RECORDED DATA:
◇ ◇ ◇ ◇ ◇
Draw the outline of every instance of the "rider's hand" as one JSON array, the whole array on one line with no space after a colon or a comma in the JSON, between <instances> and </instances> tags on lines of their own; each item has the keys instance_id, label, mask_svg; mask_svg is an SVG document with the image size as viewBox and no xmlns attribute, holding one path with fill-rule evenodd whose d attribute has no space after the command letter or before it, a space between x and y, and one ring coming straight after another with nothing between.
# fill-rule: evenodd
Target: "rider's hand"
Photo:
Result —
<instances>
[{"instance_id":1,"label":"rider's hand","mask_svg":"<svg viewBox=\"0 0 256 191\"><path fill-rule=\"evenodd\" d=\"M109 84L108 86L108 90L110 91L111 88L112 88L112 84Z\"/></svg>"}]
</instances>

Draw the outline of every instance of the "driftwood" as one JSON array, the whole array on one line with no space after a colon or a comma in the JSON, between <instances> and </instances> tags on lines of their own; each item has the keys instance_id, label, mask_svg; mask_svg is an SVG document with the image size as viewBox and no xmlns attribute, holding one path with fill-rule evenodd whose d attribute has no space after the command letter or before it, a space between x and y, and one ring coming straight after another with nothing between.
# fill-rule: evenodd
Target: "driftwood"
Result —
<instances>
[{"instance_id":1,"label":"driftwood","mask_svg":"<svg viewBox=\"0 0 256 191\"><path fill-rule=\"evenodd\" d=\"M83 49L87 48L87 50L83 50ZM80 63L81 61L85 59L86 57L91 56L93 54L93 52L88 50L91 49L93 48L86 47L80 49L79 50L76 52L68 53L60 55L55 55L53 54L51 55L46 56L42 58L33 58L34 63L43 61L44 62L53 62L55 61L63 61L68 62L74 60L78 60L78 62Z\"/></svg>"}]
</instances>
◇ ◇ ◇ ◇ ◇
WHAT YOU WILL DO:
Please report each line of the records that contains the string "document", with case counting.

CORRECT RESULT:
Draw the outline of every instance of the "rider's hand" as one JSON array, the whole array on one line with no space after a colon or a comma in the JSON, between <instances> and </instances> tags on lines of their own; each item has the keys instance_id, label, mask_svg; mask_svg is an SVG document with the image size as viewBox and no xmlns attribute, holding one path with fill-rule evenodd whose d attribute has no space after the command letter or before it, a space between x and y, and one ring coming straight after another with nothing between.
Draw the outline of every instance of the "driftwood" as one JSON array, the whole array on one line with no space after a colon or a comma in the JSON, between <instances> and </instances> tags on lines of their own; each item has the keys instance_id, label, mask_svg; mask_svg is an SVG document with the image size as viewBox and no xmlns attribute, holding one path with fill-rule evenodd whose d attribute has no space after the command letter or before it, a space between x and y, and one ring coming straight after another with nothing between.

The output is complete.